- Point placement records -
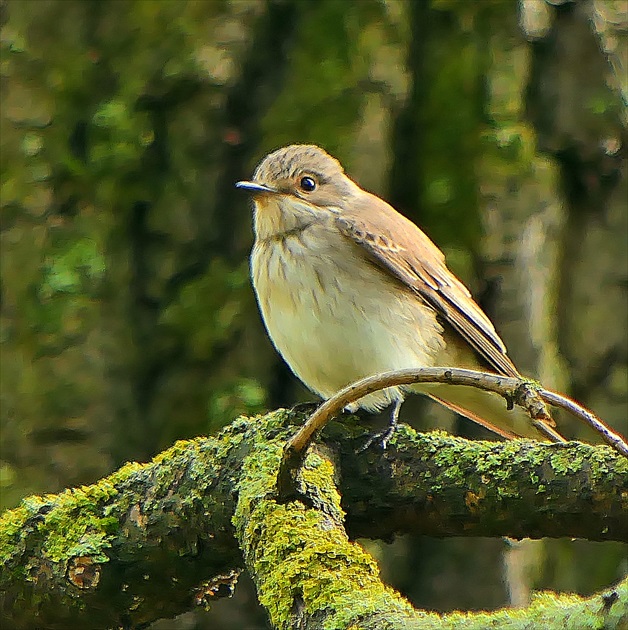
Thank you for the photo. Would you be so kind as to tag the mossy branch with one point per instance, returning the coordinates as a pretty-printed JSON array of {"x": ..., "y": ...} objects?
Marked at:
[{"x": 153, "y": 540}]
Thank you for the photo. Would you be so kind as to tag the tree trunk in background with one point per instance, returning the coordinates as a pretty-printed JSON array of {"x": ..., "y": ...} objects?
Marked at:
[{"x": 127, "y": 316}]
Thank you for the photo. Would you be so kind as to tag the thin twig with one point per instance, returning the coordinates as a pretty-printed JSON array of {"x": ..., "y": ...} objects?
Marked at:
[
  {"x": 608, "y": 435},
  {"x": 517, "y": 390}
]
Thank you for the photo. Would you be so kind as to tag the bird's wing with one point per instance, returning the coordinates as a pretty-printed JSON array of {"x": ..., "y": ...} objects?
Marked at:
[{"x": 400, "y": 247}]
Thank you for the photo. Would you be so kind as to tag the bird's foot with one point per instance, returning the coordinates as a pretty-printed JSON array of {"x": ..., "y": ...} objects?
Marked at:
[{"x": 383, "y": 437}]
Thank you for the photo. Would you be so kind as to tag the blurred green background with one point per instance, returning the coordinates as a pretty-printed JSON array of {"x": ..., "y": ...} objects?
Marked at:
[{"x": 127, "y": 317}]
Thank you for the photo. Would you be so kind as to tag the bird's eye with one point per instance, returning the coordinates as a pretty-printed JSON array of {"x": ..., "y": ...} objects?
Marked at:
[{"x": 307, "y": 184}]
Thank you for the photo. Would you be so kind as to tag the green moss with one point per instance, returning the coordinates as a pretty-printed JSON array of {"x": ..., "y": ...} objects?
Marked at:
[{"x": 298, "y": 552}]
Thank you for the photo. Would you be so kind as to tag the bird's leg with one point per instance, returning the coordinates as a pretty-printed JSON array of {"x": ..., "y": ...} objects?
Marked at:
[{"x": 384, "y": 436}]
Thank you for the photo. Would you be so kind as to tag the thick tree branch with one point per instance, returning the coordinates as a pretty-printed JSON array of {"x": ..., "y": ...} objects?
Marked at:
[
  {"x": 146, "y": 542},
  {"x": 517, "y": 391},
  {"x": 309, "y": 575}
]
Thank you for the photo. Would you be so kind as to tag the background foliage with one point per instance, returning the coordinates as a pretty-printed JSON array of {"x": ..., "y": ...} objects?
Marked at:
[{"x": 127, "y": 319}]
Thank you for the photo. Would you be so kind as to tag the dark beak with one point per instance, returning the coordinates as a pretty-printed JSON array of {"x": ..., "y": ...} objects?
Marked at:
[{"x": 255, "y": 187}]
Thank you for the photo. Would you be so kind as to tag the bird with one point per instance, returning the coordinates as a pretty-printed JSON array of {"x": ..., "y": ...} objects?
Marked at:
[{"x": 348, "y": 287}]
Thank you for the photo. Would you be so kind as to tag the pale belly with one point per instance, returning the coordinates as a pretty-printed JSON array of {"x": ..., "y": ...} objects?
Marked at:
[{"x": 334, "y": 326}]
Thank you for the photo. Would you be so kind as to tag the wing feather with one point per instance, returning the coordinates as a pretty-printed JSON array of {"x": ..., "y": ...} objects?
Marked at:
[{"x": 398, "y": 246}]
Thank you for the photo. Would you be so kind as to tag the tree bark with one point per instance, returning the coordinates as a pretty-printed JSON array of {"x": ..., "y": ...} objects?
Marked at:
[{"x": 152, "y": 540}]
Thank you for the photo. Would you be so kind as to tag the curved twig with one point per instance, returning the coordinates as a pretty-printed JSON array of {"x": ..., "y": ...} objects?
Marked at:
[
  {"x": 608, "y": 435},
  {"x": 518, "y": 390}
]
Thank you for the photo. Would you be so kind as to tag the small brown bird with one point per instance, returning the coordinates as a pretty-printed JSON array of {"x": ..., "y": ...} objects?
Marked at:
[{"x": 349, "y": 288}]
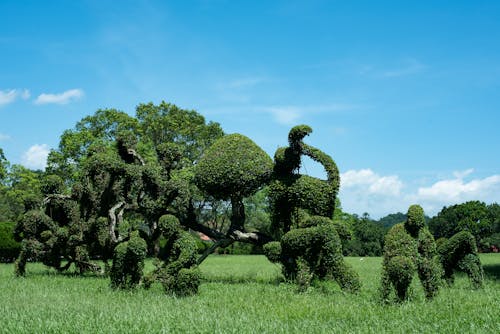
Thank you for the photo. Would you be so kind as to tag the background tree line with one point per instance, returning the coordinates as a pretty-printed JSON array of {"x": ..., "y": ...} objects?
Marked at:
[{"x": 170, "y": 141}]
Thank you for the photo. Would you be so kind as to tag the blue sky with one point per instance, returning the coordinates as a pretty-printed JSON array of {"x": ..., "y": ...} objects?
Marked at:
[{"x": 404, "y": 96}]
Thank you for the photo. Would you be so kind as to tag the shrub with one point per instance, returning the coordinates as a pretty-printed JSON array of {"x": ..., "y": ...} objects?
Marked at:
[
  {"x": 128, "y": 262},
  {"x": 460, "y": 253},
  {"x": 316, "y": 249},
  {"x": 233, "y": 165},
  {"x": 410, "y": 247},
  {"x": 184, "y": 283},
  {"x": 9, "y": 248},
  {"x": 272, "y": 250},
  {"x": 176, "y": 268}
]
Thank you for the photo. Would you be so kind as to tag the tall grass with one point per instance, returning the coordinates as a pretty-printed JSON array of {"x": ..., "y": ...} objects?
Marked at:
[{"x": 242, "y": 294}]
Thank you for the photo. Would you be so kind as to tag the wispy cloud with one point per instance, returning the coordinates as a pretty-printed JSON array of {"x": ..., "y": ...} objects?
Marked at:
[
  {"x": 290, "y": 115},
  {"x": 459, "y": 190},
  {"x": 36, "y": 156},
  {"x": 406, "y": 67},
  {"x": 62, "y": 98},
  {"x": 10, "y": 95},
  {"x": 4, "y": 137},
  {"x": 286, "y": 115},
  {"x": 245, "y": 82},
  {"x": 367, "y": 191},
  {"x": 372, "y": 182}
]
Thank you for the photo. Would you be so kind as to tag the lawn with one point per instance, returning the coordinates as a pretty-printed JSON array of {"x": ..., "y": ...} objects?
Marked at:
[{"x": 242, "y": 294}]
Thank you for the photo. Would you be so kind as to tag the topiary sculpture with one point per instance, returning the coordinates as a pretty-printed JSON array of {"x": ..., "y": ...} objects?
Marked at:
[
  {"x": 410, "y": 247},
  {"x": 128, "y": 262},
  {"x": 313, "y": 248},
  {"x": 459, "y": 253},
  {"x": 290, "y": 191},
  {"x": 177, "y": 270}
]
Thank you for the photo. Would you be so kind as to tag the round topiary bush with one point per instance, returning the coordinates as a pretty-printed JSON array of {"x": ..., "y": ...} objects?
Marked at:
[{"x": 234, "y": 166}]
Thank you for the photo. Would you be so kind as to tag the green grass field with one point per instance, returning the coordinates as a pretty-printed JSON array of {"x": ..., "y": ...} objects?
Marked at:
[{"x": 242, "y": 294}]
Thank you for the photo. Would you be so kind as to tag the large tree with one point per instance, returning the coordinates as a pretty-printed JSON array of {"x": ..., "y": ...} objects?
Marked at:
[{"x": 233, "y": 168}]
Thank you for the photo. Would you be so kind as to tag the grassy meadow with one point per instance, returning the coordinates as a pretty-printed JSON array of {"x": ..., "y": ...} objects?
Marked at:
[{"x": 242, "y": 294}]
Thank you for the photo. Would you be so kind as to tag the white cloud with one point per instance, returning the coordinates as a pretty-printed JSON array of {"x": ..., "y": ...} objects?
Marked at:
[
  {"x": 36, "y": 156},
  {"x": 457, "y": 190},
  {"x": 289, "y": 115},
  {"x": 285, "y": 115},
  {"x": 4, "y": 137},
  {"x": 10, "y": 95},
  {"x": 245, "y": 82},
  {"x": 371, "y": 182},
  {"x": 366, "y": 191},
  {"x": 410, "y": 66},
  {"x": 62, "y": 98}
]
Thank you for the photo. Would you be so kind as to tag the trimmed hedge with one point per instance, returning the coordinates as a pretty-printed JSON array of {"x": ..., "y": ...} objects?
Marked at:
[
  {"x": 459, "y": 253},
  {"x": 314, "y": 252},
  {"x": 409, "y": 248},
  {"x": 9, "y": 248},
  {"x": 176, "y": 268},
  {"x": 128, "y": 262},
  {"x": 233, "y": 166}
]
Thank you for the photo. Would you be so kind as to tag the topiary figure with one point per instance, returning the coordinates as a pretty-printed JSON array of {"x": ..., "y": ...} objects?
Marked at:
[
  {"x": 234, "y": 167},
  {"x": 128, "y": 262},
  {"x": 289, "y": 190},
  {"x": 311, "y": 250},
  {"x": 460, "y": 253},
  {"x": 410, "y": 247},
  {"x": 176, "y": 269},
  {"x": 316, "y": 252}
]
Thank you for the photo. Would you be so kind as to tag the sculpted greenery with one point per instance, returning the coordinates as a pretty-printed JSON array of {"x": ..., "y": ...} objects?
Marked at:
[
  {"x": 121, "y": 188},
  {"x": 409, "y": 247},
  {"x": 301, "y": 208}
]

- Job -
Arrange the lines of the records as a numbered list, leaving out any blank lines. Cover only the stretch from the line containing "the topiary figure" through the end of the records.

- Exercise response -
1. Thank you for the photo. Would you be so kind as to tag the topiary figure with one point per instance, returning the coordinates as a pretty-printed JSON array of {"x": ..., "y": ...} objects?
2. Marked at:
3. [
4.   {"x": 234, "y": 167},
5.   {"x": 128, "y": 262},
6.   {"x": 289, "y": 190},
7.   {"x": 311, "y": 250},
8.   {"x": 460, "y": 253},
9.   {"x": 410, "y": 247},
10.   {"x": 176, "y": 269},
11.   {"x": 316, "y": 252}
12. ]
13. Thank you for the photo. Would you be so kind as to tag the sculpted greenery with one point per instance, returning the coordinates as a pretty-printed JSON array of {"x": ..., "y": ...} objects?
14. Marked at:
15. [
16.   {"x": 121, "y": 188},
17.   {"x": 409, "y": 247},
18.   {"x": 301, "y": 208}
19. ]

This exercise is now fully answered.